WHAT THE TASK REQUIRES: All of the entries, apart from their pictures, are to be copied verbatim.

EXERCISE INPUTS:
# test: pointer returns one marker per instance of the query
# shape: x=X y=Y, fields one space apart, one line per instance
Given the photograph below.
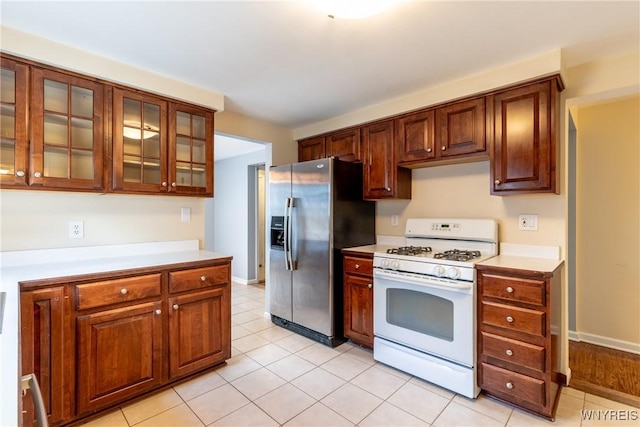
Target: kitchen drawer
x=515 y=386
x=362 y=266
x=514 y=318
x=98 y=294
x=513 y=351
x=513 y=289
x=198 y=278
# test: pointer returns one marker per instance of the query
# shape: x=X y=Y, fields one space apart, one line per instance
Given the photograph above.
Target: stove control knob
x=453 y=273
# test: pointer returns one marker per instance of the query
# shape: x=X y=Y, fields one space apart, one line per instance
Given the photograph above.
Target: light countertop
x=20 y=266
x=523 y=263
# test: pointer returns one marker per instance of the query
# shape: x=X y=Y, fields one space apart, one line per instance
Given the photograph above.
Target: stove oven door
x=426 y=314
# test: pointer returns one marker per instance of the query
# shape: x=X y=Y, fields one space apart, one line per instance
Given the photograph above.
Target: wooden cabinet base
x=106 y=339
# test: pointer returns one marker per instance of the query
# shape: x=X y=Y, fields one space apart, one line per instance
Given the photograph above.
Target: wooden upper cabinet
x=190 y=150
x=524 y=152
x=461 y=128
x=14 y=141
x=383 y=178
x=344 y=145
x=415 y=136
x=447 y=133
x=67 y=131
x=139 y=142
x=311 y=149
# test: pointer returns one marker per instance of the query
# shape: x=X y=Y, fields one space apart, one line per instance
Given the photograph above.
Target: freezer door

RESULT BELOW:
# test: pointer returns one marker per instance of the query
# shape: x=X y=Y, fields one space apart, one line per instance
Given the photograph below.
Target: kitchen drawer
x=515 y=386
x=362 y=266
x=514 y=318
x=98 y=294
x=513 y=351
x=513 y=289
x=198 y=278
# test: pointer returns one marker per instance of the query
# shape: x=X y=Y, fields one space apart, one line per instance
Given the photograph above.
Target: stove control knob
x=453 y=273
# test: pointer returns one marker per instance of the query
# shape: x=X y=Y, fields one space apart, one line per instance
Given the photograph above.
Target: light countertop
x=20 y=266
x=523 y=263
# test: pointer returns one marker per instance of the query
# shape: x=X y=Y, fields one space apart, one line per instance
Given the photograph above.
Target: stove oven door
x=426 y=314
# test: pointer returns one marker per instance of the query
# shape: x=X y=Y, fields one space apart, one line per instance
Given the photograph above.
Target: wooden cabinet base
x=106 y=339
# test: pointer returns one marker per instance of the query
# shape: x=X y=Y, fields one space apart, one line per instance
Given the photograph above.
Target: wooden upper cabinet
x=190 y=150
x=524 y=152
x=461 y=128
x=14 y=141
x=383 y=178
x=344 y=145
x=415 y=136
x=447 y=133
x=67 y=131
x=139 y=142
x=311 y=149
# test: pointer returns one marker per instance of the query
# shape: x=X y=Y, fields one space apart, one line per instance
Given the photograph above.
Target: freezer door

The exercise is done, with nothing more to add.